> [DOCUMENT PASSAGE]
....................
By default, this searches for any categories containing your search term: eg, Tudor will also find Tudors, Tudor History, etc. Check the 'exact' box to restrict searching to categories exactly matching your search. All searches are case-insensitive.

This is a search for tags/categories assigned to blog posts by their authors. The terminology used for post tags varies across different blog platforms, but WordPress tags and categories, Blogspot labels, and Tumblr tags are all included.

This search feature has a number of purposes:

1. to give site users improved access to the content EMC has been aggregating since August 2012, so they can look for bloggers posting on topics they're interested in, explore what's happening in the early modern blogosphere, and so on.

2. to facilitate and encourage the proactive use of post categories/tags by groups of bloggers with shared interests. All searches can be bookmarked for reference, making it possible to create useful resources of blogging about specific news, topics, conferences, etc, in a similar fashion to Twitter hashtags. Bloggers could agree on a shared tag for posts, or an event organiser could announce one in advance, as is often done with Twitter hashtags.
....................
> [ENTRIES SUPPLIED]
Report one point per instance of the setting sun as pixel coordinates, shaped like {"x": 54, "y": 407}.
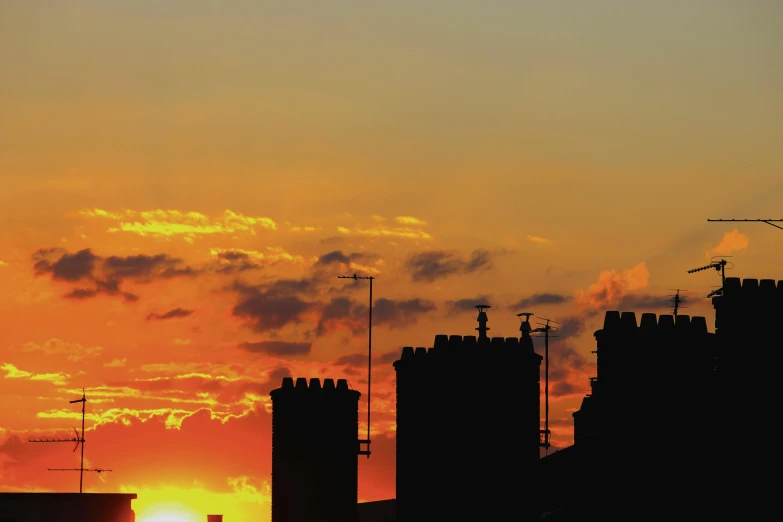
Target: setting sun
{"x": 168, "y": 512}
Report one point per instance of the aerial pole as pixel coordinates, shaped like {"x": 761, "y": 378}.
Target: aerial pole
{"x": 767, "y": 221}
{"x": 79, "y": 440}
{"x": 677, "y": 302}
{"x": 369, "y": 363}
{"x": 545, "y": 329}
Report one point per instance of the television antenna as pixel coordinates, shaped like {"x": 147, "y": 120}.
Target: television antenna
{"x": 369, "y": 364}
{"x": 718, "y": 266}
{"x": 767, "y": 221}
{"x": 79, "y": 441}
{"x": 544, "y": 328}
{"x": 677, "y": 301}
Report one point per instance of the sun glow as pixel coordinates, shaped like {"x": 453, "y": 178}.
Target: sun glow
{"x": 168, "y": 512}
....................
> [CHECK YOUR UNDERSTANDING]
1 > Copy out the tag search passage word for word, starting with "This search feature" and going on through "with Twitter hashtags.".
2 > Name each kind of post tag that the tag search passage says the search includes.
3 > Summarize the tag search passage in two sentences.

> [SET OF ANSWERS]
1 >
This search feature has a number of purposes:

1. to give site users improved access to the content EMC has been aggregating since August 2012, so they can look for bloggers posting on topics they're interested in, explore what's happening in the early modern blogosphere, and so on.

2. to facilitate and encourage the proactive use of post categories/tags by groups of bloggers with shared interests. All searches can be bookmarked for reference, making it possible to create useful resources of blogging about specific news, topics, conferences, etc, in a similar fashion to Twitter hashtags. Bloggers could agree on a shared tag for posts, or an event organiser could announce one in advance, as is often done with Twitter hashtags.

2 >
- WordPress tags
- WordPress categories
- Blogspot labels
- Tumblr tags

3 > The search looks for tags and categories that authors assign to blog posts, including WordPress tags and categories, Blogspot labels, and Tumblr tags. It matches any category containing the term unless the "exact" box is checked, and it aims both to improve access to the content EMC has aggregated since August 2012 and to encourage groups of bloggers to use shared tags, much like Twitter hashtags.